■ **Exercise objective**: Copy every line of the material below word for word, changing nothing.

■ **Data to process**:
▽
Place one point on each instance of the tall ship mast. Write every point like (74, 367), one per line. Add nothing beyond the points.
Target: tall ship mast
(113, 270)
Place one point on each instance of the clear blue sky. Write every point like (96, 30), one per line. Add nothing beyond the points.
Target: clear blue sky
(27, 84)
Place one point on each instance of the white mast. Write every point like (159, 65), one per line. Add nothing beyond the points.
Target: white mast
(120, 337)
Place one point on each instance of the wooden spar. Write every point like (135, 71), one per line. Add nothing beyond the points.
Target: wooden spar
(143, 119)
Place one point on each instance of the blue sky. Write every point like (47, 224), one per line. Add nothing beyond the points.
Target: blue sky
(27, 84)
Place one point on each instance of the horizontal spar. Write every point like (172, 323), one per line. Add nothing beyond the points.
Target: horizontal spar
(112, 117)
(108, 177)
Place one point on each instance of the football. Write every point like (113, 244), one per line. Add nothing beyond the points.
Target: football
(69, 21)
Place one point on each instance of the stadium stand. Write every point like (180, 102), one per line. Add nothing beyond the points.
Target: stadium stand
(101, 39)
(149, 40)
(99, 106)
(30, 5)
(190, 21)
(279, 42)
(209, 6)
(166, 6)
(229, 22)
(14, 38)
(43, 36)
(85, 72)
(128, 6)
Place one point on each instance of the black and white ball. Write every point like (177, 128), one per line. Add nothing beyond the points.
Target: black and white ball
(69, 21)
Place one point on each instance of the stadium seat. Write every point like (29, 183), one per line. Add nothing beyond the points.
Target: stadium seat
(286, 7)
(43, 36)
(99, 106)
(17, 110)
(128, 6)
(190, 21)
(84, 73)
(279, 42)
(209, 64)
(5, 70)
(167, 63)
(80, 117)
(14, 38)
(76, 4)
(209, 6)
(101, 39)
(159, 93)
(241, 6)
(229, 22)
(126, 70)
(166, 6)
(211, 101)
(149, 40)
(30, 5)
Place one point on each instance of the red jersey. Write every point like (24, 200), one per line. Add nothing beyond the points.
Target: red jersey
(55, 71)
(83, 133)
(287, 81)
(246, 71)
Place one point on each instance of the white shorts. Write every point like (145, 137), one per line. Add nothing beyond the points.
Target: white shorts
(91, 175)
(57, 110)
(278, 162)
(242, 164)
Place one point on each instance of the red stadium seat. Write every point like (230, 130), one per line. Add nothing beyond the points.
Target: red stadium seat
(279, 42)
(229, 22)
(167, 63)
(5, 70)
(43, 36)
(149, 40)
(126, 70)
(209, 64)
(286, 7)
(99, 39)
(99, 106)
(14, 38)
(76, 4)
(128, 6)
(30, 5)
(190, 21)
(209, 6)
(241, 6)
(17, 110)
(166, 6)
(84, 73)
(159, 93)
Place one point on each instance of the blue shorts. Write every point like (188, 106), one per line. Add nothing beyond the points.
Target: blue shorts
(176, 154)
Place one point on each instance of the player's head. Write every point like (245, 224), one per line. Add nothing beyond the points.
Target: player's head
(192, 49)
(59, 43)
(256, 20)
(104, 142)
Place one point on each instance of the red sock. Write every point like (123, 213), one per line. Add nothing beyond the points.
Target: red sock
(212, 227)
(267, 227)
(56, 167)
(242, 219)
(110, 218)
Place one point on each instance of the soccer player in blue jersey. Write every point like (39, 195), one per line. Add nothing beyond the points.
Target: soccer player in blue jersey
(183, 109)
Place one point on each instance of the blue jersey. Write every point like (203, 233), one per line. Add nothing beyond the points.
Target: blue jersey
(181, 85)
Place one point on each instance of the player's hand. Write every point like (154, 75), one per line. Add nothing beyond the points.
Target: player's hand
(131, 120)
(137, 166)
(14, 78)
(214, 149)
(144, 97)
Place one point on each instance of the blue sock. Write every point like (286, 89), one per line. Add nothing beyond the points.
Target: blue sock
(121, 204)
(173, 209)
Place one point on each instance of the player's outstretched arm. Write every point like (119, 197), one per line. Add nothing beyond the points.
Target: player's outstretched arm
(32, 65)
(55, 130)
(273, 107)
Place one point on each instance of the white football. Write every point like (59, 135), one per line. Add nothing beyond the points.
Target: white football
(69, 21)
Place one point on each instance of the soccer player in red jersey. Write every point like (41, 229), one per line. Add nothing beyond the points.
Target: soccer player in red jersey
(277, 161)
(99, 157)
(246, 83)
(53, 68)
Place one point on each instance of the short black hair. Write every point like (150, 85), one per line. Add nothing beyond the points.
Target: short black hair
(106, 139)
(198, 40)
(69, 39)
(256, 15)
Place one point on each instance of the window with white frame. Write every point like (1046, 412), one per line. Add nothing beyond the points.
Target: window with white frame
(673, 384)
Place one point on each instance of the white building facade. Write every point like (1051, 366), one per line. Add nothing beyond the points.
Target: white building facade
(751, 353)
△
■ **Answer for this exercise**:
Place one point on each instance of the tall ship mast. Write every point like (74, 367), one per line. Add nothing beyond the points.
Target: tall ship mast
(113, 270)
Place one point on each instance of the clear blue sky. Write every point like (96, 30), one per line. Add nothing beyond the points.
Target: clear blue sky
(27, 84)
Place one point on each instance of the white mast. Write every point like (159, 65), one per line. Add nothing beyond the points.
Target: white mast
(120, 337)
Place one point on each instance of the wooden spar. Write every point like (135, 71), one per line. Add nothing beyond the points.
Target: wooden spar
(143, 119)
Place one point on each instance of the blue sky. Write every point like (47, 224), one per line. Add nothing beyond the points.
Target: blue sky
(27, 84)
Place one point on each instance of the horizontal spar. Write every point like (172, 323), one per line. Add nothing beyond the points.
Target: horizontal spar
(112, 117)
(108, 177)
Place one point on each instance of the football. Write every point like (113, 244), one per line. Add nothing beyond the points.
Target: football
(69, 21)
Place one point on each instance of the stadium stand. Write every point like (180, 102), one per line. Add nothing beyond the points.
Target: stadium stand
(101, 39)
(149, 40)
(99, 106)
(30, 5)
(190, 21)
(279, 42)
(209, 6)
(166, 6)
(229, 22)
(14, 38)
(43, 36)
(85, 72)
(128, 6)
Place one point on each instance of the black and white ball. Write every point like (177, 128), one per line. Add nothing beyond the points.
Target: black and white ball
(69, 21)
Place one point on each instance of the stadium seat. Write every point like (29, 183), one per line. Add nothing beyond the points.
Target: stadium seat
(286, 7)
(43, 36)
(99, 106)
(17, 110)
(128, 6)
(190, 21)
(84, 73)
(279, 42)
(209, 64)
(5, 70)
(167, 63)
(80, 117)
(14, 38)
(76, 4)
(209, 6)
(101, 39)
(159, 93)
(241, 6)
(229, 22)
(126, 70)
(166, 6)
(211, 101)
(149, 40)
(30, 5)
Place one point on each instance of the red jersey. Write every point like (24, 200), one per line. Add nothing beyond the points.
Target: red jersey
(55, 71)
(83, 133)
(287, 81)
(246, 71)
Place one point on each instance of the white shorts. Write every point like (145, 137), one per line. Add nothing beyond the points.
Target: white shorts
(91, 175)
(57, 110)
(278, 162)
(242, 164)
Place one point on each instance of the red stadium seat. Write every point like (230, 130), one per line. Add nothing beyond the points.
Target: red stadium seat
(279, 42)
(229, 22)
(167, 63)
(5, 70)
(43, 36)
(149, 40)
(126, 70)
(209, 64)
(286, 7)
(99, 39)
(99, 106)
(14, 38)
(76, 4)
(128, 6)
(30, 5)
(190, 21)
(209, 6)
(241, 6)
(17, 110)
(166, 6)
(84, 73)
(159, 93)
Place one point on each instance of the blue shorts. Write every point like (188, 106), one per line. Add nothing beyond the points.
Target: blue shorts
(176, 154)
Place one point on each instance of the player's head. Write every point like (245, 224), one per line. Add nothing beyond the points.
Target: player's head
(192, 49)
(59, 43)
(256, 20)
(104, 142)
Place one point on each instance of the red sock. Write every point like (123, 213), one per line. Add nothing beyond the points.
Target: red sock
(212, 227)
(267, 227)
(56, 167)
(242, 219)
(110, 218)
Place one point on each instance of the soccer player in blue jersey. Write every point like (39, 195), one per line. Add nothing beyond the points.
Target: soccer player in blue jersey
(183, 109)
Place one point on each instance of the blue jersey. Write every point like (203, 233), one per line. Add nothing beyond the points.
Target: blue jersey
(181, 85)
Place one point on each instance of the player's hand. Write every point like (154, 75), one per line. Add nothing beyond the points.
Target: player's hand
(131, 120)
(137, 166)
(14, 78)
(214, 149)
(144, 97)
Place one point on each instance of the blue sock. Write every point like (286, 89), one per line. Add nothing beyond the points.
Target: blue sock
(121, 204)
(173, 209)
Place one point on each instance of the player's outstretched arm. Write every point like (119, 197), one per line. Add nothing beyond the points.
Target: player's outstretched arm
(32, 65)
(55, 130)
(273, 107)
Place one point on each instance of the white football. Write every point like (59, 135), one per line. Add nothing beyond the points.
Target: white football
(69, 21)
Place one point on each instance of the soccer player in red jersey. Write every point like (41, 229), one per line. Add nothing beyond the points.
Target: soccer player in red jersey
(277, 161)
(99, 157)
(246, 83)
(53, 68)
Place one point on each instance of the short black hair. Write every point like (150, 85), one per line. Add nothing beyond the points.
Target: short black hair
(106, 139)
(198, 40)
(69, 39)
(256, 15)
Place one point on each instance of the window with white frame. Write every point like (1046, 412), one per line. Add nothing beyond the points.
Target: window with white frame
(673, 384)
Place one point on each instance of the white building facade. Write every point like (1051, 366), one per line. Add nothing beyond the points.
Target: white building facade
(751, 353)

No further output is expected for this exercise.